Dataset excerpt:
+===+
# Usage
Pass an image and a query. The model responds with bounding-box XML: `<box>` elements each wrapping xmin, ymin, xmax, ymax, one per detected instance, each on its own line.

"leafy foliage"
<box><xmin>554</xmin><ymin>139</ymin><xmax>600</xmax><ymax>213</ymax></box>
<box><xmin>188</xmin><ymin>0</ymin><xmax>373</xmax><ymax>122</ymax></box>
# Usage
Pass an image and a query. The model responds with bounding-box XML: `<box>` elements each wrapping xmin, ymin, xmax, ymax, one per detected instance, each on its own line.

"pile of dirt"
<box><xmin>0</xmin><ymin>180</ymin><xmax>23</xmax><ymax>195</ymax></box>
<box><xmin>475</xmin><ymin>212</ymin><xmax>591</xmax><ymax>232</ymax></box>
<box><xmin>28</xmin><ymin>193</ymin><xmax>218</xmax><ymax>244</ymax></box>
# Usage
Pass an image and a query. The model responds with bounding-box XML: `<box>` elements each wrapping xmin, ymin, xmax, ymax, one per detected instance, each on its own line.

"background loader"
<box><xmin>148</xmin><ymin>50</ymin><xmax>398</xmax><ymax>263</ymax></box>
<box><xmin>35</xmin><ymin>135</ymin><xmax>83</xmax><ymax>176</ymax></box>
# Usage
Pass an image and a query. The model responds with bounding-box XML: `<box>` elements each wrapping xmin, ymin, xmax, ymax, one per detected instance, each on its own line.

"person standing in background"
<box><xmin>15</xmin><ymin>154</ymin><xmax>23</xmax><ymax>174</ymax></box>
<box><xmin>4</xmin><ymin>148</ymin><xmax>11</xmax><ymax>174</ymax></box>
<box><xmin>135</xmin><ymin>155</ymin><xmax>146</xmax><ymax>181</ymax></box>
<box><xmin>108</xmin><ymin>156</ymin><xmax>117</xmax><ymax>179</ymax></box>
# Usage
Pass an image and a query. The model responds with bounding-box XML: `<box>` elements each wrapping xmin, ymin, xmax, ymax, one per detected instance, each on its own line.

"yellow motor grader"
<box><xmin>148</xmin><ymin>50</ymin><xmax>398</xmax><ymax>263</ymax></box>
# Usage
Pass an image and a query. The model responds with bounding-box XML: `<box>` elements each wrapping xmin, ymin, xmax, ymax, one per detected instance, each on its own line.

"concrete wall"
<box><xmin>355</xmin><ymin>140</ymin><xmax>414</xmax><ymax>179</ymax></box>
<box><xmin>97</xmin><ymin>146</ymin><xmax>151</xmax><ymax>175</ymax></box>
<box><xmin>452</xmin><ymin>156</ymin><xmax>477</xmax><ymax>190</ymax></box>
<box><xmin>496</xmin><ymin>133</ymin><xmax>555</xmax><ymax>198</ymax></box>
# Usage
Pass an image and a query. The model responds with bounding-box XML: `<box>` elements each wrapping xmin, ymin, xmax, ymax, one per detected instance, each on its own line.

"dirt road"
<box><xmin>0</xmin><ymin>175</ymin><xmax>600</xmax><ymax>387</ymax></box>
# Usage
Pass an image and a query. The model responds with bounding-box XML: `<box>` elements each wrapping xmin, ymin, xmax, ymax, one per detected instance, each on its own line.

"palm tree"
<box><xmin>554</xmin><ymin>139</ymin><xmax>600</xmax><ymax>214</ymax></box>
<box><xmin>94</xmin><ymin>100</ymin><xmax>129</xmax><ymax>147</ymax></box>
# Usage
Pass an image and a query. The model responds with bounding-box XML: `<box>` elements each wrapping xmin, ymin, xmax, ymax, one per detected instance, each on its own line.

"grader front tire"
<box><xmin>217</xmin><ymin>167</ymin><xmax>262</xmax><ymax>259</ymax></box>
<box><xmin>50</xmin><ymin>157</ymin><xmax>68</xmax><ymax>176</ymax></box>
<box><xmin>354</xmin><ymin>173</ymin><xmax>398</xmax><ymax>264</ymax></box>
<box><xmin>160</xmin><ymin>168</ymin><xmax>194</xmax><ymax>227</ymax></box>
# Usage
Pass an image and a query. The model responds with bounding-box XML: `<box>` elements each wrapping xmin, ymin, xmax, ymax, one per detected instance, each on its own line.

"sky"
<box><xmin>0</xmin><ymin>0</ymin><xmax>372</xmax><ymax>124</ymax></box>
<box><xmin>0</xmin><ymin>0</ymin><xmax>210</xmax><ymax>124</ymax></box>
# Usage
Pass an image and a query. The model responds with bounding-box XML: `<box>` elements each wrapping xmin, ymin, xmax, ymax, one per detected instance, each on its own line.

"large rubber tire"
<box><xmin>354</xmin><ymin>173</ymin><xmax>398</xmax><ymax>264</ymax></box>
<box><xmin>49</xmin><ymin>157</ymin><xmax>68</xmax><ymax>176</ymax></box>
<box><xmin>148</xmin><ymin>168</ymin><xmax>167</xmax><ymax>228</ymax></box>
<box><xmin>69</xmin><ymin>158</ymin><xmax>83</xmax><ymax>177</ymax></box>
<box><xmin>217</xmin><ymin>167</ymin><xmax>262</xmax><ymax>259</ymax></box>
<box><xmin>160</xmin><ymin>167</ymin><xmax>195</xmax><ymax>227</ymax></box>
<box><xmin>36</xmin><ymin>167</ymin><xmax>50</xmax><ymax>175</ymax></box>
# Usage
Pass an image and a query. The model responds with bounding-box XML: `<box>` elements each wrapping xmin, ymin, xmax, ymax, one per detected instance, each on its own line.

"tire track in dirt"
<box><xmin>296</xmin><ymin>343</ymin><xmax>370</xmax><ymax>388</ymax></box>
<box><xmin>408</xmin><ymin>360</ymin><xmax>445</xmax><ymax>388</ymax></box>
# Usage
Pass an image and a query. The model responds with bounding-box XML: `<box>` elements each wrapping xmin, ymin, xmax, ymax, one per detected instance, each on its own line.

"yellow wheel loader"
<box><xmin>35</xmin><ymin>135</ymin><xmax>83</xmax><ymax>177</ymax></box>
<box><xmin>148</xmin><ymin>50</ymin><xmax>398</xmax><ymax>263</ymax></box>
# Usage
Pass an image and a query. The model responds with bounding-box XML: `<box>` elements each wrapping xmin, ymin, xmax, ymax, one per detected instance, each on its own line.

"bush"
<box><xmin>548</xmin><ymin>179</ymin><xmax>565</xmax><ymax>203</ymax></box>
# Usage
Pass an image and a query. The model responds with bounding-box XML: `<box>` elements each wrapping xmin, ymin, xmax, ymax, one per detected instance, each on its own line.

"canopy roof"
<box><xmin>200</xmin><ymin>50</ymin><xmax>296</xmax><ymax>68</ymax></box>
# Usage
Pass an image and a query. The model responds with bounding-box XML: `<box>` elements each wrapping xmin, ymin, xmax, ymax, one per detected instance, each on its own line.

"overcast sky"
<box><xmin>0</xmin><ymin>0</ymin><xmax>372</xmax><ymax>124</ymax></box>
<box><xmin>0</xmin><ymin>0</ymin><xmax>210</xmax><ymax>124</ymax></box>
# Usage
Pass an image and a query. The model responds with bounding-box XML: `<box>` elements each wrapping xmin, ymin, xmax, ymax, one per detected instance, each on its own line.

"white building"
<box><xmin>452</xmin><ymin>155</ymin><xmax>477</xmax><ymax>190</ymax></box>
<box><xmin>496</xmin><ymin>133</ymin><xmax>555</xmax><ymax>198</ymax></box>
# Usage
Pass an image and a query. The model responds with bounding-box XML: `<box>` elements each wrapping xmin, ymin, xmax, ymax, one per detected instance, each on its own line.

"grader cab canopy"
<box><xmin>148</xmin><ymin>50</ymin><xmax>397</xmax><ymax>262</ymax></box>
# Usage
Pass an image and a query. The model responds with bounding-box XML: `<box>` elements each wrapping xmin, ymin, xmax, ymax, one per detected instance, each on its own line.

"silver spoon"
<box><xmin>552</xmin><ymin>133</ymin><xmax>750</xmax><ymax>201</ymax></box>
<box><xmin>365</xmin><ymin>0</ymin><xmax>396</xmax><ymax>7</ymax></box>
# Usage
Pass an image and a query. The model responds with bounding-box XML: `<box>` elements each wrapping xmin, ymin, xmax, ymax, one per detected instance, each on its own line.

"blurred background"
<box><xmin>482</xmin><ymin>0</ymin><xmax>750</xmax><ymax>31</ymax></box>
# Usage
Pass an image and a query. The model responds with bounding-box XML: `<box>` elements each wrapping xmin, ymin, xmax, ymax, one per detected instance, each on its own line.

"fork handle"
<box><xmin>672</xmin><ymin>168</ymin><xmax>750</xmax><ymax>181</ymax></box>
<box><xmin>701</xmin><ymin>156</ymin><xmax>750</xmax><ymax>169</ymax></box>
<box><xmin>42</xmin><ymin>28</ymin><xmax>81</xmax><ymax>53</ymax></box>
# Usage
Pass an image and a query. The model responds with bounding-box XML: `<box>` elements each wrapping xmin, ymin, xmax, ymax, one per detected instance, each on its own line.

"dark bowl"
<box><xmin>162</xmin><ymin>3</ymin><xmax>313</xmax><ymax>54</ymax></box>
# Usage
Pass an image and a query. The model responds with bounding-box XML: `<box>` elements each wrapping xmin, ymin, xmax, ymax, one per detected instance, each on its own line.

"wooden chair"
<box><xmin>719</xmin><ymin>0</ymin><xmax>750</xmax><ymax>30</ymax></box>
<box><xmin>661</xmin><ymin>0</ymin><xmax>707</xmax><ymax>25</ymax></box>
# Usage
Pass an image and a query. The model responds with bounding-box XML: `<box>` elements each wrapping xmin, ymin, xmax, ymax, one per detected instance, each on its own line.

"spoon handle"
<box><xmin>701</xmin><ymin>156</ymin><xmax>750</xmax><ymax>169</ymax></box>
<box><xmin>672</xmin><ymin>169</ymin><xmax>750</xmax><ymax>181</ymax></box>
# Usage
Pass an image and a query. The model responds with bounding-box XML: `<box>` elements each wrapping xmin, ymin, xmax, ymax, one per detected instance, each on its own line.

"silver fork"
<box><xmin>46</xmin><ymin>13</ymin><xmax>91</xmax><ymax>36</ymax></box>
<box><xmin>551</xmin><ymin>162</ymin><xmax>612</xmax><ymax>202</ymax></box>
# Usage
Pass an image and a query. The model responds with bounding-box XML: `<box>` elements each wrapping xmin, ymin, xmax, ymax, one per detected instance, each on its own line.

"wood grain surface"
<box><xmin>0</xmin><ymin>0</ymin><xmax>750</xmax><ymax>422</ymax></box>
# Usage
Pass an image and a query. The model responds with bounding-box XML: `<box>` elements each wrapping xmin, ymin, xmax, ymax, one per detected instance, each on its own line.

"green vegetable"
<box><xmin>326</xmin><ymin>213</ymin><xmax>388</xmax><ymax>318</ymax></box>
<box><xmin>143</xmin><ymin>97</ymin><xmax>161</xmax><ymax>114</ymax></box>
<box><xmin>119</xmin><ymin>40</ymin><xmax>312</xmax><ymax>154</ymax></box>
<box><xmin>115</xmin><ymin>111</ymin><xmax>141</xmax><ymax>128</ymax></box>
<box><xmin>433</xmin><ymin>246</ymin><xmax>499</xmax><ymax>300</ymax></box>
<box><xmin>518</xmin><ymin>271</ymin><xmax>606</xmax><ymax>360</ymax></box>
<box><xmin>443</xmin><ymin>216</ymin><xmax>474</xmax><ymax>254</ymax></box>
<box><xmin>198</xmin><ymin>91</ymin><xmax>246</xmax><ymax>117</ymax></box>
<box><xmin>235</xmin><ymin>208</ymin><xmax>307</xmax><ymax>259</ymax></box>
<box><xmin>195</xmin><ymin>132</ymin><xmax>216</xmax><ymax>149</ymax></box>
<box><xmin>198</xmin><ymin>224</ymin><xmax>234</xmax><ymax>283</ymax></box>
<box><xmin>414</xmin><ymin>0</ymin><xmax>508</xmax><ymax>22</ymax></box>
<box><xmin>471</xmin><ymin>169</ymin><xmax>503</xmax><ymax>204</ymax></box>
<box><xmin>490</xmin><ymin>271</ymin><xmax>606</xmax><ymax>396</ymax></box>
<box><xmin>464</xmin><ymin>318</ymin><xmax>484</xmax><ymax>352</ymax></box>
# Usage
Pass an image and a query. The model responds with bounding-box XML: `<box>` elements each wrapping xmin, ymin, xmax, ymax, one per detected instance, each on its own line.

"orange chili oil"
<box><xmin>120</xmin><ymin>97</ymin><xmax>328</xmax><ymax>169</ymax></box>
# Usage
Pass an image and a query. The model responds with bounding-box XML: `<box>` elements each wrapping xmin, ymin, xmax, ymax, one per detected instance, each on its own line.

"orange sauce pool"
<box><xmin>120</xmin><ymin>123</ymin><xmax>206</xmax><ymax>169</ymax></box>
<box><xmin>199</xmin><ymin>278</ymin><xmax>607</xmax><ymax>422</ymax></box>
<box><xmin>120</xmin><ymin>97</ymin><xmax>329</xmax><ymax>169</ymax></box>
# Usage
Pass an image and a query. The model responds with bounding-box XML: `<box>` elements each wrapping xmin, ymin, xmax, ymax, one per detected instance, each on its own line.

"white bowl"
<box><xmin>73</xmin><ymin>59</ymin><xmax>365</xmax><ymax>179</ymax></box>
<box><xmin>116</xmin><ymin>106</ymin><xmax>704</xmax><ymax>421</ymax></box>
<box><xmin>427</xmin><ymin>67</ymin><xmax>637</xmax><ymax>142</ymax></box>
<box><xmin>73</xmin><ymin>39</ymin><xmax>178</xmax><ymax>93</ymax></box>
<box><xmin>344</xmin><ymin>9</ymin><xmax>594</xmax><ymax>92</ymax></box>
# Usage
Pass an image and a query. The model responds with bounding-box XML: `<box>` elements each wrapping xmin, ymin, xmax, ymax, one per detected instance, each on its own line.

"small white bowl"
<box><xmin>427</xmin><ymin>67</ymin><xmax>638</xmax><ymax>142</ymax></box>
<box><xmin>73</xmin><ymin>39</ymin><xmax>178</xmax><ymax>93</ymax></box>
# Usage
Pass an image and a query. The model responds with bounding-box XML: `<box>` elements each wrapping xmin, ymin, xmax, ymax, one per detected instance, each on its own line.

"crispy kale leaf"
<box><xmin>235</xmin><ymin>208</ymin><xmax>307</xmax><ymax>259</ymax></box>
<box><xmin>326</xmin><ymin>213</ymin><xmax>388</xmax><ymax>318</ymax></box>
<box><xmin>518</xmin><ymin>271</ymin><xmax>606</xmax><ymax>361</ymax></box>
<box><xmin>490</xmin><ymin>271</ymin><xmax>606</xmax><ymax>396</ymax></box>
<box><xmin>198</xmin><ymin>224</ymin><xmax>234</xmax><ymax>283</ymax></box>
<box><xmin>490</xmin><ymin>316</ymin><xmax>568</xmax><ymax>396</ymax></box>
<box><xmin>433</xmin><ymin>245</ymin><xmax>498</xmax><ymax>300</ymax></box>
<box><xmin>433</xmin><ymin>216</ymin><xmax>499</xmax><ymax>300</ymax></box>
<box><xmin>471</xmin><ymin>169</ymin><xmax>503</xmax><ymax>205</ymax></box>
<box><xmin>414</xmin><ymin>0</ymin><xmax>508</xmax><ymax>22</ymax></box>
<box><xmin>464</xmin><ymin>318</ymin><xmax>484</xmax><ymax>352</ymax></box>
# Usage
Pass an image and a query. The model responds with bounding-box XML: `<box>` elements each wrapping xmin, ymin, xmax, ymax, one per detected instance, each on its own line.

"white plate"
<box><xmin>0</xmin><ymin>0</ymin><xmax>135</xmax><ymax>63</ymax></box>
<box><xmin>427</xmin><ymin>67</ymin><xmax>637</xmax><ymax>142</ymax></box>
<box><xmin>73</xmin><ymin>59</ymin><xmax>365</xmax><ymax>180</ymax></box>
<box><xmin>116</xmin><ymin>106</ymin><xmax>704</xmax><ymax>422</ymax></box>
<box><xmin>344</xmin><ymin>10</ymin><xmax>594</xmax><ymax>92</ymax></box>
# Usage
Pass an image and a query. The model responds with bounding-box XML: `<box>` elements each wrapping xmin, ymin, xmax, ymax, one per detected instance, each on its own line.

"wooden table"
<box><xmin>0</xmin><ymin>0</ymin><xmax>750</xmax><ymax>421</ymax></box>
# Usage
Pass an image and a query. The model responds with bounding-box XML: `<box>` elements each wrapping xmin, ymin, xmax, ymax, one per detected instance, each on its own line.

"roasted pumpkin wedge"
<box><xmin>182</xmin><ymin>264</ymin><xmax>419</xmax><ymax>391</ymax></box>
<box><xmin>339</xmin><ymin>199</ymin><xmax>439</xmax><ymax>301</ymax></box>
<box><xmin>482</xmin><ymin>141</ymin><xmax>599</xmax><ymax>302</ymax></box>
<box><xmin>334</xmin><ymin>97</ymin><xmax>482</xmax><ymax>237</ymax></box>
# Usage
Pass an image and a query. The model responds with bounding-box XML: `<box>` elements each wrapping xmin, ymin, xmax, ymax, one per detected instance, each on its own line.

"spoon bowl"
+===+
Identify every line in the items above that contains the word "background", and copy each of those lines.

"background loader"
"person standing in background"
"blurred background"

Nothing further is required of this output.